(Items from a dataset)
• • • • • • •

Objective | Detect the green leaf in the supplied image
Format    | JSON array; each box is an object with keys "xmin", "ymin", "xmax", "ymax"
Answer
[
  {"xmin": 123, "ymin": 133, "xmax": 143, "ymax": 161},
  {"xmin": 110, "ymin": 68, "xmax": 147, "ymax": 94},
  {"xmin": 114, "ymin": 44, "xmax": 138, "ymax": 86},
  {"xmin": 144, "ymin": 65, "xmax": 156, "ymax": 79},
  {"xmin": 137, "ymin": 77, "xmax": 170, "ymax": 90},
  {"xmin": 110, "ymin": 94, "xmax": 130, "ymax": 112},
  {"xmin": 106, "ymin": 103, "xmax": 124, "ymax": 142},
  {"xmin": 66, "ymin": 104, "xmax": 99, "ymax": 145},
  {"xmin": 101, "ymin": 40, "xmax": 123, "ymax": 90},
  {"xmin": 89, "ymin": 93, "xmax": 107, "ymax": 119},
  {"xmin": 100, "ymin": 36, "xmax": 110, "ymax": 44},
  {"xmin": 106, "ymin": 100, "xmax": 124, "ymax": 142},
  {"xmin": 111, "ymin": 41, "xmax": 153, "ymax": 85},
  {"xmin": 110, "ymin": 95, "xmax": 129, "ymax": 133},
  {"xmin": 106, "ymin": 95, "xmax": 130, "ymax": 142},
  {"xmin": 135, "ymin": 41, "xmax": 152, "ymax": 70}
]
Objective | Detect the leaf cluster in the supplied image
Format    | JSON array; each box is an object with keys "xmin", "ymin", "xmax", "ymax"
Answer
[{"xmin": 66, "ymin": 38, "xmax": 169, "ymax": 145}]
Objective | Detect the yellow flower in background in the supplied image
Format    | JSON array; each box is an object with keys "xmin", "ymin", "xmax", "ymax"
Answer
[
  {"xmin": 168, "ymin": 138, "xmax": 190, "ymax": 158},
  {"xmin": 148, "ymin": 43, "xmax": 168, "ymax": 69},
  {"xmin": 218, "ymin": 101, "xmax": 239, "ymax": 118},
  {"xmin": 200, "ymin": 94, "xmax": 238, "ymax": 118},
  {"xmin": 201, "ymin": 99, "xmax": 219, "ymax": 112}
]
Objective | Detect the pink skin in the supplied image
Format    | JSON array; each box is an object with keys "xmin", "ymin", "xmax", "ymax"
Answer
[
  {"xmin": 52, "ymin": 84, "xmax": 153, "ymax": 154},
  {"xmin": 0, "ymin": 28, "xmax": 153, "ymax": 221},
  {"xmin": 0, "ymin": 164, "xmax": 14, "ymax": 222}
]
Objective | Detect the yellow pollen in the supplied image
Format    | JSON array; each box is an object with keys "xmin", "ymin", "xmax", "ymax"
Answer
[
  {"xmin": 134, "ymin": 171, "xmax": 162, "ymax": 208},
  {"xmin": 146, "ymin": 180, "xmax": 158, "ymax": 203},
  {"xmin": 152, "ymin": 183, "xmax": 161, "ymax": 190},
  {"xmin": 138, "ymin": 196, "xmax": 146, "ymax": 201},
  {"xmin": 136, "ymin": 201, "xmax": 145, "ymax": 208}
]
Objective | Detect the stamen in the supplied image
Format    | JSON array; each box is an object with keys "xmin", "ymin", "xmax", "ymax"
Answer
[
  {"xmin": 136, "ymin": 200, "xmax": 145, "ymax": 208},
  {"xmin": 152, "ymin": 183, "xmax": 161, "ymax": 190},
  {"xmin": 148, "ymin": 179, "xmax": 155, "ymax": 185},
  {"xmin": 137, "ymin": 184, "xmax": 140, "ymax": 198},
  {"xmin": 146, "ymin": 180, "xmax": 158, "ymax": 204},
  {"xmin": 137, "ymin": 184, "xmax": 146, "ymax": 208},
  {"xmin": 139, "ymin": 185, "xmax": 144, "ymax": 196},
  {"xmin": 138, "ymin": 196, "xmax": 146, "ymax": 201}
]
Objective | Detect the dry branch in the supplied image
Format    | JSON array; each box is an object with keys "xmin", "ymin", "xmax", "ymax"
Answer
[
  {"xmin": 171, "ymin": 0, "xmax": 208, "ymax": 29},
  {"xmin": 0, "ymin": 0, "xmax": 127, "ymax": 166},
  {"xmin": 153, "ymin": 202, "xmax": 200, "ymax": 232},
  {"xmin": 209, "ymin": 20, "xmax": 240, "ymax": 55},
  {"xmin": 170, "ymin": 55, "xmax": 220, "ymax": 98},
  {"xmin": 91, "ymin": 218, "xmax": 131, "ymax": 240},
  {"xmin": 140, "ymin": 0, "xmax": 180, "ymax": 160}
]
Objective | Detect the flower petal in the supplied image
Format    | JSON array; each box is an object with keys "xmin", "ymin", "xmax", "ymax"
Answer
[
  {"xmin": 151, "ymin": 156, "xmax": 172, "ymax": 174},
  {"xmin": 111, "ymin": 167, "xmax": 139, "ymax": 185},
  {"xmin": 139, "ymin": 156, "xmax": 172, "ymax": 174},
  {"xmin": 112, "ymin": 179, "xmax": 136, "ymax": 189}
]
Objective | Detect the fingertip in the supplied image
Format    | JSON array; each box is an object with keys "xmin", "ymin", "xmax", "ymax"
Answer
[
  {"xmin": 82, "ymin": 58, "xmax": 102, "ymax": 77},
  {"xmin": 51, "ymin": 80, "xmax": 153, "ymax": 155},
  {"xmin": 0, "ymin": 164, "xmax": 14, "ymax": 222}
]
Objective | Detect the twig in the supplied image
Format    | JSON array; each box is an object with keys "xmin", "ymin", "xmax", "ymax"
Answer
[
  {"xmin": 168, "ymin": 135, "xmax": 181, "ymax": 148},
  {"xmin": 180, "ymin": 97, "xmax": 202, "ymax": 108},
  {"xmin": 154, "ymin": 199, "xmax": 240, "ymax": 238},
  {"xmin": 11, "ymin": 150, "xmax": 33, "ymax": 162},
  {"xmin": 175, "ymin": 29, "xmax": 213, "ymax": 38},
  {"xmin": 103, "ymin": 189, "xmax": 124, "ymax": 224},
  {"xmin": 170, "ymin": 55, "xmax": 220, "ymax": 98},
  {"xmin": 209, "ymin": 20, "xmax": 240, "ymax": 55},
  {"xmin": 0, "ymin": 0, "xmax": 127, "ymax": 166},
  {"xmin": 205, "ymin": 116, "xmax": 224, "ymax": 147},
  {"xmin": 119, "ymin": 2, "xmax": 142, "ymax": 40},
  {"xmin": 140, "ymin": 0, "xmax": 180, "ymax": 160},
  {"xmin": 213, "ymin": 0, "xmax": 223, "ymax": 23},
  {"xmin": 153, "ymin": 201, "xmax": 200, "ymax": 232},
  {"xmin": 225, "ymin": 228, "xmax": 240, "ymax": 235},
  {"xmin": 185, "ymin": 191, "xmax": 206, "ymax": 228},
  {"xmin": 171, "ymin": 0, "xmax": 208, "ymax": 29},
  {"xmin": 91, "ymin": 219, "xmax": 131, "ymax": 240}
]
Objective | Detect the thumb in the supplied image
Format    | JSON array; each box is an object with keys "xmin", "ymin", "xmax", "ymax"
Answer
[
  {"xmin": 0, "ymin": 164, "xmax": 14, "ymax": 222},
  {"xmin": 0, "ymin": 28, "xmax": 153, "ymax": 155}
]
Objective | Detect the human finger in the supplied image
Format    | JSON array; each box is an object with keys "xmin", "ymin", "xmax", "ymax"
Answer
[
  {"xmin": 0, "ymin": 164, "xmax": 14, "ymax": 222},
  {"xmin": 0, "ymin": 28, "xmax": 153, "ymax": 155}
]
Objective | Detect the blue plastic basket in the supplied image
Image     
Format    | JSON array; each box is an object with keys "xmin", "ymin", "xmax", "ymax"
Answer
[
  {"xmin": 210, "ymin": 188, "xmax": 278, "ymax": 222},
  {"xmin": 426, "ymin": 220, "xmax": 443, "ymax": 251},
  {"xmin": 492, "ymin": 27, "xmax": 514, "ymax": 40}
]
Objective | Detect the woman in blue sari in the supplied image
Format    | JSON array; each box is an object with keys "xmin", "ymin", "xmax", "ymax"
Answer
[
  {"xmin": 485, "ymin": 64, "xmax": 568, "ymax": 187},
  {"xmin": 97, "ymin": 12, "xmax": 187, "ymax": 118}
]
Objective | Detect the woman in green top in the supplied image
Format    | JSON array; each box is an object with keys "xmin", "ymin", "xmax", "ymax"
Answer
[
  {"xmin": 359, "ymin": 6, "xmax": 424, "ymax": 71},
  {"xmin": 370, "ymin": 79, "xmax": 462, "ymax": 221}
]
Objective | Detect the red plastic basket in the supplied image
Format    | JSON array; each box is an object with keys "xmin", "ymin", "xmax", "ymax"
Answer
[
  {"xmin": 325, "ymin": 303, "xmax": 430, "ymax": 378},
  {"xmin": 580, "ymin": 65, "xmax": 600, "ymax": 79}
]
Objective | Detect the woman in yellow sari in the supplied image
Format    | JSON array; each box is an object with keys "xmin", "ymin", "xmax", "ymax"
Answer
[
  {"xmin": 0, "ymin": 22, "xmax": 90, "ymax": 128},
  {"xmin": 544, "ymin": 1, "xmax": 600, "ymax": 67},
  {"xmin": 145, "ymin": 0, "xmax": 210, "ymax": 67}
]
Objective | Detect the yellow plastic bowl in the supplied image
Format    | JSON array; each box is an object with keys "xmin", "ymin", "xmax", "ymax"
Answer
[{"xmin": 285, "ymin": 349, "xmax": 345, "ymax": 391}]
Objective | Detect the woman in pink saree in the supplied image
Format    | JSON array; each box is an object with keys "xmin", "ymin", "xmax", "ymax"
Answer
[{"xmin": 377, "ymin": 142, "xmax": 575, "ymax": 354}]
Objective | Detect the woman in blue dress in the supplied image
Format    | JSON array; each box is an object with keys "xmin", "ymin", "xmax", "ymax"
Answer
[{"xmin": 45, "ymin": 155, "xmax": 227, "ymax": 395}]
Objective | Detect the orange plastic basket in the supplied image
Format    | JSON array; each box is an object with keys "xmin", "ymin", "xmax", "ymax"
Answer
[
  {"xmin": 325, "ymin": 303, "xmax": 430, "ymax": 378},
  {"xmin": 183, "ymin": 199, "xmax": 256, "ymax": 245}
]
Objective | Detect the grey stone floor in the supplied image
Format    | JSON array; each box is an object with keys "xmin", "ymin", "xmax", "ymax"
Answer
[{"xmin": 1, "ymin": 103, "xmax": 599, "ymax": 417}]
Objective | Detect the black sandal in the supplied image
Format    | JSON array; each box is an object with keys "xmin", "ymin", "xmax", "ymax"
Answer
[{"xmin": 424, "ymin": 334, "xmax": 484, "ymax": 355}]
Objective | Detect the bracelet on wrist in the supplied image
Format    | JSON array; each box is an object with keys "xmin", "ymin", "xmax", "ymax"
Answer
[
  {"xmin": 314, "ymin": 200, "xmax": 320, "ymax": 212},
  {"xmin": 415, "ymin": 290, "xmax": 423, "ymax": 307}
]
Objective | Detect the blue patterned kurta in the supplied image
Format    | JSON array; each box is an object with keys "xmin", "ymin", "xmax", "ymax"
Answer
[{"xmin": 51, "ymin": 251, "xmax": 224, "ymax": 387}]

• • • • • • •

The lines above starting at the one that contains "Objective | Detect the woman in blue sari" and ending at the one that contains "Objective | Detect the woman in green" must be transcribed exactly, and no other lines may appear.

(Response)
Objective | Detect the woman in blue sari in the supplied image
Format    | JSON array; each box is an object with keys "xmin", "ymin", "xmax", "ymax"
Answer
[
  {"xmin": 485, "ymin": 64, "xmax": 568, "ymax": 187},
  {"xmin": 97, "ymin": 12, "xmax": 187, "ymax": 118}
]
Objective | Detect the woman in green top in the supplied image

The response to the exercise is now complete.